------ Document text ------
Immigration advocates claim that about half of the most lucrative startups in America were founded by immigrants. But it's complicated for a foreigner to start a company in America — there's no such thing as a startup visa.
That's why some entrepreneurs are "hacking the system" through a workaround that started as an experiment in Massachusetts and has expanded to five other states.
'Otherwise I wouldn't have been here'
Shortly after Paulo Melo graduated with his doctorate from the Massachusetts Institute of Technology in 2014, he co-founded doDOC, a startup that helps life science and pharmaceutical companies streamline communication.
Melo grew up in Portugal. He's not an American citizen — he only came to the United States for grad school — but he wanted to stay in Boston because he thought it was the ideal place to grow his infant business. But he faced a major problem: getting a visa.
"There's a lot of things in motion when you're building a company," Melo says. "At the same time, you have to deal with your visa. And a lot of times it takes a lot of your time and energy. ... There are some days where you feel like it's too much. You don't sleep. But you kind of chose it that way — you know the rules."
The rules he's talking about are immigration laws. Typically an employer can sponsor a work visa, but Melo was his own employer — he didn't have anyone to sponsor him. So when he heard about wonky workaround at the University of Massachusetts-Boston, called the Global Entrepreneur-in-Residence program, Melo jumped at it.
It gave him the ability to legally stay in the country longer — and, he says, changed his life.
"Otherwise I wouldn't have been here," he says. "I couldn't have done what I've done at a personal level, at a professional level."
Melo's startup now has deals with a few major pharma companies and has hired employees in Massachusetts and Texas.
The Massachusetts idea
The visa program that helped Melo began as an experiment with the state of Massachusetts in 2014. That first year, just two people were enrolled. Since then, there have been more than three dozen participants.
Here's how it works: A university sponsors an entrepreneur like Melo for an H-1B visa, a common work visa for high-skilled labor. The number of these visas is capped for companies, but not for colleges.
------
> Exercise: Reproduce the entire article on the immigrant founders' visa workaround word for word.
------ Provided material ------
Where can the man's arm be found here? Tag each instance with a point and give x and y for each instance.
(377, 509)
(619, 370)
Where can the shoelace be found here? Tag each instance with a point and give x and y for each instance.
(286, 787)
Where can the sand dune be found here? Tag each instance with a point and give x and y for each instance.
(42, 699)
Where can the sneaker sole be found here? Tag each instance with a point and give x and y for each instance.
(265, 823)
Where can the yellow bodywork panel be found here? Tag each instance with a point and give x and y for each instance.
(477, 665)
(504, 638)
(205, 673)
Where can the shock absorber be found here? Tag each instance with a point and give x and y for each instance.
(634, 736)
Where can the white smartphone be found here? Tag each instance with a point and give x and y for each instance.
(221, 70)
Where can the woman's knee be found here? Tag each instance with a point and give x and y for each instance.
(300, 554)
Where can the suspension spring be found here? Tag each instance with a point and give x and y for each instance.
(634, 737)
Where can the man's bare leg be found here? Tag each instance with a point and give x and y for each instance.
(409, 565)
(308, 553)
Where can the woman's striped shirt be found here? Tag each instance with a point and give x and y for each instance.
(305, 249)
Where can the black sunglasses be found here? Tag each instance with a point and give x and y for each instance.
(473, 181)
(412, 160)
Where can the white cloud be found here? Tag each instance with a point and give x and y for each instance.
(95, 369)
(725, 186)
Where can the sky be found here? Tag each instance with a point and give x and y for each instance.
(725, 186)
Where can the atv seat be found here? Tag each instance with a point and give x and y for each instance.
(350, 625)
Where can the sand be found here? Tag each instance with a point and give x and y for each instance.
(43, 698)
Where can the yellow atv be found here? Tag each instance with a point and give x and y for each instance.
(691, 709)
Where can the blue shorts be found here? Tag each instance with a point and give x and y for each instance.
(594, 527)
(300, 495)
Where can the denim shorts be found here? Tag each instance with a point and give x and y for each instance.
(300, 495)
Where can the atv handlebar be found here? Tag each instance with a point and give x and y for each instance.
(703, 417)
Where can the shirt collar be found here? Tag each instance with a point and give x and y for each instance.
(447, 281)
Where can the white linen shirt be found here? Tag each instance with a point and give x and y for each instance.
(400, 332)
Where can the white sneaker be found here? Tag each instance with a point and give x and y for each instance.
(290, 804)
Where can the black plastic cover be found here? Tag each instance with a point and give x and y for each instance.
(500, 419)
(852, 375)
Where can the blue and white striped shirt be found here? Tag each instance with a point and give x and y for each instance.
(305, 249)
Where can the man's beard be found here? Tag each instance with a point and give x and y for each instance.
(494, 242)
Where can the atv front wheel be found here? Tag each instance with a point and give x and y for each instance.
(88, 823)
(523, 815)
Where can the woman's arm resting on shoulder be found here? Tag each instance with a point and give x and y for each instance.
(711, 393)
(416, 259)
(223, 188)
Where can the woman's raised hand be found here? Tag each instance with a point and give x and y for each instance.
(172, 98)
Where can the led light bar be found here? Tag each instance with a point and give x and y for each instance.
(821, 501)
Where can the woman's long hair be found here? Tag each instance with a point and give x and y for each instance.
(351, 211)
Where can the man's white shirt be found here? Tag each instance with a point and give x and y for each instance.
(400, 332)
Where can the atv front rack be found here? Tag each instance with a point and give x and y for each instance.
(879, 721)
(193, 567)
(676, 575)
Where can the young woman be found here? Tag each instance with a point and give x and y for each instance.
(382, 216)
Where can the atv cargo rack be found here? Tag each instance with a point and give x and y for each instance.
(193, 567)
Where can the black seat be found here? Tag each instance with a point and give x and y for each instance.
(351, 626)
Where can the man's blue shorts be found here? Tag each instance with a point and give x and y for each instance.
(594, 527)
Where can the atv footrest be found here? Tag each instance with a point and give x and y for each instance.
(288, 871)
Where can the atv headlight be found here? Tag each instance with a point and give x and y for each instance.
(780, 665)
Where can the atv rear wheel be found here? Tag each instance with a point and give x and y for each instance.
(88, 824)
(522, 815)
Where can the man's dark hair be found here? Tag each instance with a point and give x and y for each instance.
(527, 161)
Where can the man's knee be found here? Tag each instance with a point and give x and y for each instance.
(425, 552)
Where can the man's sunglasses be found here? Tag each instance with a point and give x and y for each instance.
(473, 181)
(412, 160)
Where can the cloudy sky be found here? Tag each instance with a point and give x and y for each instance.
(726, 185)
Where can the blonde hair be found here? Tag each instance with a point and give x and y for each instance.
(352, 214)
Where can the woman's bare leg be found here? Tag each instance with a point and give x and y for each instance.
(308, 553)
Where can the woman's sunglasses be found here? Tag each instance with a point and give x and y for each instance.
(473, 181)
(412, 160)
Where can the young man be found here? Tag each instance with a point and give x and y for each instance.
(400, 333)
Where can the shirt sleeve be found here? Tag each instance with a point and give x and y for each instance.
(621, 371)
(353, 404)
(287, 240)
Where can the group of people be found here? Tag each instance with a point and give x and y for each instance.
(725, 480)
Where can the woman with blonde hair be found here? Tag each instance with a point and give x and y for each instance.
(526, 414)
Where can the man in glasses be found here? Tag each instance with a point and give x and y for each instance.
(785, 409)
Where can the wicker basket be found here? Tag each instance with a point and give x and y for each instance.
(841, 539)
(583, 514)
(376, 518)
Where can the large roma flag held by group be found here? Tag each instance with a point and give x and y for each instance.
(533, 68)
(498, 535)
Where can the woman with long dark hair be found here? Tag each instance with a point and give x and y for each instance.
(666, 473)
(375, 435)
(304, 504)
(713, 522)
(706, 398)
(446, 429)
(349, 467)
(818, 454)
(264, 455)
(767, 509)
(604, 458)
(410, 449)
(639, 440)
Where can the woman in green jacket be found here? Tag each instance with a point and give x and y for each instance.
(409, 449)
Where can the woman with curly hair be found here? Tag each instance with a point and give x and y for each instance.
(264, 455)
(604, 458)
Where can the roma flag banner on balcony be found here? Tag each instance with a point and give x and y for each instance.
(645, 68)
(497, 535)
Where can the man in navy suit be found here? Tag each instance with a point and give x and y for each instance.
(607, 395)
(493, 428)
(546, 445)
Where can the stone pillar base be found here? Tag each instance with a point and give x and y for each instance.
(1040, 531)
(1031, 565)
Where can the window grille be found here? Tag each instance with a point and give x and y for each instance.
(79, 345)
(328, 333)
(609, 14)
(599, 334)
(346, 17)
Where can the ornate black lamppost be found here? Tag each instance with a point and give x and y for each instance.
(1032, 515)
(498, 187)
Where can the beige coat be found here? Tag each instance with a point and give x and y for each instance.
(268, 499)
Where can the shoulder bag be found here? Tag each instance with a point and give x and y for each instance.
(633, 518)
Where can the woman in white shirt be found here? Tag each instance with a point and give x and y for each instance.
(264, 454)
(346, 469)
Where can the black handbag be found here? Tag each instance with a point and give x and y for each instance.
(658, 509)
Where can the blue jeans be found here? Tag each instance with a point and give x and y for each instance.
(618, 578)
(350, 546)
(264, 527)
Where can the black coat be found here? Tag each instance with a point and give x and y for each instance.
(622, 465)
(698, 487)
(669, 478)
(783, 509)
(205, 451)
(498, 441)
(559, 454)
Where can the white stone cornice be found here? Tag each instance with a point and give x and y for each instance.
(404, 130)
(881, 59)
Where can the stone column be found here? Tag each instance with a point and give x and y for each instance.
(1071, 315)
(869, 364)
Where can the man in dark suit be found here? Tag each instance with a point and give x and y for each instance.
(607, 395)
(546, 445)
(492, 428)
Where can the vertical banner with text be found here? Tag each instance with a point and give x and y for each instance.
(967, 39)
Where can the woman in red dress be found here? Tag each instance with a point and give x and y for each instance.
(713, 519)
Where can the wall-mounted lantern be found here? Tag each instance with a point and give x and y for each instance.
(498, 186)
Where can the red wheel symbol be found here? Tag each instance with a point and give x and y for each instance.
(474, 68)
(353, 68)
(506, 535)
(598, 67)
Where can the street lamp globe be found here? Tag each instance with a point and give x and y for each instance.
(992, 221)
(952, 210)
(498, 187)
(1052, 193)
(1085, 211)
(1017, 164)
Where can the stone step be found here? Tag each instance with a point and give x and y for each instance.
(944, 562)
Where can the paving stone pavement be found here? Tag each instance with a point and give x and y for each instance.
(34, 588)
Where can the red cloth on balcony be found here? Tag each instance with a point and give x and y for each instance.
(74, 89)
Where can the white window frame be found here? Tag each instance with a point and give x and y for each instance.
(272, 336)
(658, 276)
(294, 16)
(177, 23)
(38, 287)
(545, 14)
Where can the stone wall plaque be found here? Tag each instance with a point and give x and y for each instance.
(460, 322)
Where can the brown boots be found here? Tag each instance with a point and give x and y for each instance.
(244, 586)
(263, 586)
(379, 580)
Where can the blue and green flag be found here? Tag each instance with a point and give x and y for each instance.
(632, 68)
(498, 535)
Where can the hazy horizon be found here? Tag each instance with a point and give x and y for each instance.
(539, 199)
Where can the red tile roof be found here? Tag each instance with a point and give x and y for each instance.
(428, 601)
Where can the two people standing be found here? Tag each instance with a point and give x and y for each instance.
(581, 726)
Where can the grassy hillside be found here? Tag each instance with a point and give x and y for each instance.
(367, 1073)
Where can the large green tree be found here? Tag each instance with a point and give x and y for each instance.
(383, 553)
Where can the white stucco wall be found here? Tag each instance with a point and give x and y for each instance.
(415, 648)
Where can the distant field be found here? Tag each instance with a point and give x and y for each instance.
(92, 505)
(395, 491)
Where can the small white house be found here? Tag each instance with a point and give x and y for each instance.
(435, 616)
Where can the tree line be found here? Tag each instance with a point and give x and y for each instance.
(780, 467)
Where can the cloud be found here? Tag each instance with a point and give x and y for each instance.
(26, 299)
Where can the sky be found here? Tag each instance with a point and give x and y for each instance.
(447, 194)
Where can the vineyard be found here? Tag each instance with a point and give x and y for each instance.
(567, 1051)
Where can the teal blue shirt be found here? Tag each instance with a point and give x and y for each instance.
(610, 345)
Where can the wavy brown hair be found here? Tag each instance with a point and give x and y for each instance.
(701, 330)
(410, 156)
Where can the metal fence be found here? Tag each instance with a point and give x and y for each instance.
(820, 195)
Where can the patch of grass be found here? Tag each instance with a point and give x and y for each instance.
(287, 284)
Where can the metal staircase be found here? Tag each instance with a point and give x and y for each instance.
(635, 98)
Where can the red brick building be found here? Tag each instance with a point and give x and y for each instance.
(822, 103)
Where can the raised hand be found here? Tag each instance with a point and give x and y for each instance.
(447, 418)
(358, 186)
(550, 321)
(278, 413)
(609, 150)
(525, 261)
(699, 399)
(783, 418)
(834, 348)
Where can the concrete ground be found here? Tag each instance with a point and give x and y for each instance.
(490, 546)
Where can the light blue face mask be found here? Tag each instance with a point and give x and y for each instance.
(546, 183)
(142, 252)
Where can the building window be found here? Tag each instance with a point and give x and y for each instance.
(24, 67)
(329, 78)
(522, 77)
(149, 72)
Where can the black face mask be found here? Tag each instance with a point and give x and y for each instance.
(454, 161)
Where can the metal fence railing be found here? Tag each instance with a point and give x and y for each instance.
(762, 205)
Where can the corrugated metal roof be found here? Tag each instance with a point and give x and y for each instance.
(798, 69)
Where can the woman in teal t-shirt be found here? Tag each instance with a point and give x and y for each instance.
------
> Answer to this task:
Immigration advocates claim that about half of the most lucrative startups in America were founded by immigrants. But it's complicated for a foreigner to start a company in America — there's no such thing as a startup visa.
That's why some entrepreneurs are "hacking the system" through a workaround that started as an experiment in Massachusetts and has expanded to five other states.
'Otherwise I wouldn't have been here'
Shortly after Paulo Melo graduated with his doctorate from the Massachusetts Institute of Technology in 2014, he co-founded doDOC, a startup that helps life science and pharmaceutical companies streamline communication.
Melo grew up in Portugal. He's not an American citizen — he only came to the United States for grad school — but he wanted to stay in Boston because he thought it was the ideal place to grow his infant business. But he faced a major problem: getting a visa.
"There's a lot of things in motion when you're building a company," Melo says. "At the same time, you have to deal with your visa. And a lot of times it takes a lot of your time and energy. ... There are some days where you feel like it's too much. You don't sleep. But you kind of chose it that way — you know the rules."
The rules he's talking about are immigration laws. Typically an employer can sponsor a work visa, but Melo was his own employer — he didn't have anyone to sponsor him. So when he heard about wonky workaround at the University of Massachusetts-Boston, called the Global Entrepreneur-in-Residence program, Melo jumped at it.
It gave him the ability to legally stay in the country longer — and, he says, changed his life.
"Otherwise I wouldn't have been here," he says. "I couldn't have done what I've done at a personal level, at a professional level."
Melo's startup now has deals with a few major pharma companies and has hired employees in Massachusetts and Texas.
The Massachusetts idea
The visa program that helped Melo began as an experiment with the state of Massachusetts in 2014. That first year, just two people were enrolled. Since then, there have been more than three dozen participants.
Here's how it works: A university sponsors an entrepreneur like Melo for an H-1B visa, a common work visa for high-skilled labor. The number of these visas is capped for companies, but not for colleges.